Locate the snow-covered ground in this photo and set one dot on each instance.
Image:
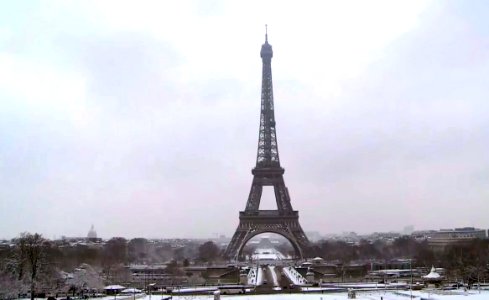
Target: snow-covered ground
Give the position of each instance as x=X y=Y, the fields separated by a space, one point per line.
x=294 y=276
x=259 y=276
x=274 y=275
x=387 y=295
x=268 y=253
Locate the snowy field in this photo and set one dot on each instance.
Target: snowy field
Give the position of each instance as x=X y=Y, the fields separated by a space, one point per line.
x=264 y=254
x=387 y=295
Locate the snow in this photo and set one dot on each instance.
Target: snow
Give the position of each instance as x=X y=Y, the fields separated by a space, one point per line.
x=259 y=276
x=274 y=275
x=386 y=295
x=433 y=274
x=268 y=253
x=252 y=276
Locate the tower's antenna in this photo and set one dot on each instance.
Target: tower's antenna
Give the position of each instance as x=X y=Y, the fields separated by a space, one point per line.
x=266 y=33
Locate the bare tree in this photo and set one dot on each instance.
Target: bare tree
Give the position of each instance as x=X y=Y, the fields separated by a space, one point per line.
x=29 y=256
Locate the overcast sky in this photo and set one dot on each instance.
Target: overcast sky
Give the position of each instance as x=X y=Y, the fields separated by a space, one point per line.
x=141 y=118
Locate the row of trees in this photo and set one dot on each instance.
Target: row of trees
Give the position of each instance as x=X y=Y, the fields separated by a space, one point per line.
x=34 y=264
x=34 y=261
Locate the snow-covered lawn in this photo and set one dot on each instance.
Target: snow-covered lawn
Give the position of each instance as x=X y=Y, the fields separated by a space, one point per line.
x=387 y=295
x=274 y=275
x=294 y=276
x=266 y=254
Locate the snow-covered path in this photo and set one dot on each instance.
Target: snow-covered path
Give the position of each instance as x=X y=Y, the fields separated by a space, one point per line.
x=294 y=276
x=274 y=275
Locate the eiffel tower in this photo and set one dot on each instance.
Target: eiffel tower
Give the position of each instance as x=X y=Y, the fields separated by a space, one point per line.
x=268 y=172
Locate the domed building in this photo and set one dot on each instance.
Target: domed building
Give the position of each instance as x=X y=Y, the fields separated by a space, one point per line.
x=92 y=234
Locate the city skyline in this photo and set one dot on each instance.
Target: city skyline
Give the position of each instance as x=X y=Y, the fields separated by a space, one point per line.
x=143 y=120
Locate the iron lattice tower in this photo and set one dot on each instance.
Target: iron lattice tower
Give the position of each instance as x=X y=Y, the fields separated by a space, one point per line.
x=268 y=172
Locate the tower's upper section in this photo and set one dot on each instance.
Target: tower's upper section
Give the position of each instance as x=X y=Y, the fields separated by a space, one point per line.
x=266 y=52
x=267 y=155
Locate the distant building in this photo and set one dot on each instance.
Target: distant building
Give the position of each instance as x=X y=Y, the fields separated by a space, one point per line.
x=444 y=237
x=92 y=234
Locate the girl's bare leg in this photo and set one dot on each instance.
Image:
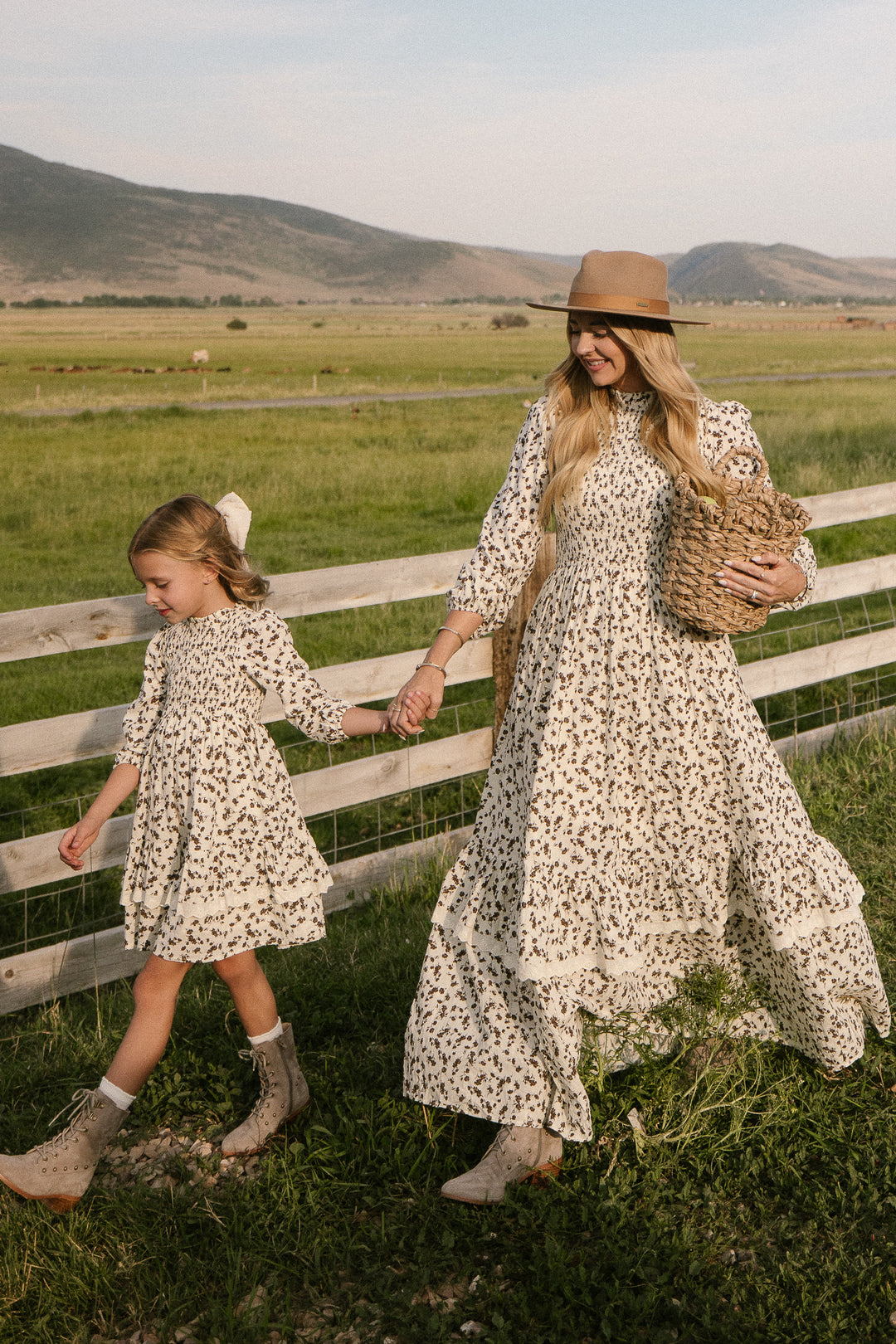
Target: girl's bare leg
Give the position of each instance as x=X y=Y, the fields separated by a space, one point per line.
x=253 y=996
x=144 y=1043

...

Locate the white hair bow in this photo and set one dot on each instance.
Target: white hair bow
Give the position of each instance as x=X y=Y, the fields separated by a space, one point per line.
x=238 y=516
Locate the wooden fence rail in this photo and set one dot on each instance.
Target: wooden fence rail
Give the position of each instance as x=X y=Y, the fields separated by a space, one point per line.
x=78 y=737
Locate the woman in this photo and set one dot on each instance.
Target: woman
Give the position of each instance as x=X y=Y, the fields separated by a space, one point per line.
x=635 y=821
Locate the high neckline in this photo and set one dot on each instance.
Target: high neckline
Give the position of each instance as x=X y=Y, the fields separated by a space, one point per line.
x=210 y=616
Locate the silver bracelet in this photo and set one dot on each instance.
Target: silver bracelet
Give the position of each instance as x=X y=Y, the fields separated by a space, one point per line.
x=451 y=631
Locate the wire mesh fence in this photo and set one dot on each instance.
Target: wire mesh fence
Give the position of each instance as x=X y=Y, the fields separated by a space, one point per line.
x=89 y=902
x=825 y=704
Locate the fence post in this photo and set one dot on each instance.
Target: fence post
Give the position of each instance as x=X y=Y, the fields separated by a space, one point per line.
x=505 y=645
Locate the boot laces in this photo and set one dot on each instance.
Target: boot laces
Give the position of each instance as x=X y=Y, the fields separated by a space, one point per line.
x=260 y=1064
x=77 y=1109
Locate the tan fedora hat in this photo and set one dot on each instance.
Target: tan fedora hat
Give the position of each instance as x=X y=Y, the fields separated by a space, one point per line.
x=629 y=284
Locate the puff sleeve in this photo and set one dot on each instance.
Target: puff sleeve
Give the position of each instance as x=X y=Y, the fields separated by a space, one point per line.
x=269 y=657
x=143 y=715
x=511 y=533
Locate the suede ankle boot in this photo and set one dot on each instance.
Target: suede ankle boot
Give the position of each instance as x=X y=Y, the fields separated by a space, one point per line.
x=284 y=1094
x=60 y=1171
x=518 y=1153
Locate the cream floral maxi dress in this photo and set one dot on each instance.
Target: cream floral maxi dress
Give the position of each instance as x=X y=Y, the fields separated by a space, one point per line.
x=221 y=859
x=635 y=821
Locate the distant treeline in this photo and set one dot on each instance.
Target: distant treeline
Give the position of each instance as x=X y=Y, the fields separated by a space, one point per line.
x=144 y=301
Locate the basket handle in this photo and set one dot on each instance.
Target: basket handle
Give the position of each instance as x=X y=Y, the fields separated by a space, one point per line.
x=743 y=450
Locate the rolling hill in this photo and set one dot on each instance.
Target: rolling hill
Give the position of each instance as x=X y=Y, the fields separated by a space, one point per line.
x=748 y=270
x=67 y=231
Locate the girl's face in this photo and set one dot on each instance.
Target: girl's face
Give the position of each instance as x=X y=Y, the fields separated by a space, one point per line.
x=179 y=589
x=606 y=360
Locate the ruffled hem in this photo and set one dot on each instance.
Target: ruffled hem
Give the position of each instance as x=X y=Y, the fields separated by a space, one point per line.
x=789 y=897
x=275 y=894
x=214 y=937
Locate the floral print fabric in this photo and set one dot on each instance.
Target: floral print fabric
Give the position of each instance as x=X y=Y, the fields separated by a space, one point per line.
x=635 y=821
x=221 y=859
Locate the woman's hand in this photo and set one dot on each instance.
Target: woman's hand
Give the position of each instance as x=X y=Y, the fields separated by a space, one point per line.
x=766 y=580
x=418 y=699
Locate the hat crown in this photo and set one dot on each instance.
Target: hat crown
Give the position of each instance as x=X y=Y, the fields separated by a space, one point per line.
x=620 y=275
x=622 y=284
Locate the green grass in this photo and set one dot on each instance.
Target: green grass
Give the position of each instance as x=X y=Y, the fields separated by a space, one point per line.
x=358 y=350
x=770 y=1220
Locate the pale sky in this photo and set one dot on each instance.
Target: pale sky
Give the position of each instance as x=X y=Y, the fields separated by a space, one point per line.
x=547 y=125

## Required task
Copy the lines above word for word, from the line with "Locate the ruffled" to the line with "x=214 y=937", including both of those lines.

## Exercise solution
Locate the ruffled hem in this photo and set one dot on each instance.
Target: ruffled hem
Give the position of each instance as x=X y=Y, the fields separated by a space, one point per line.
x=789 y=897
x=275 y=894
x=214 y=937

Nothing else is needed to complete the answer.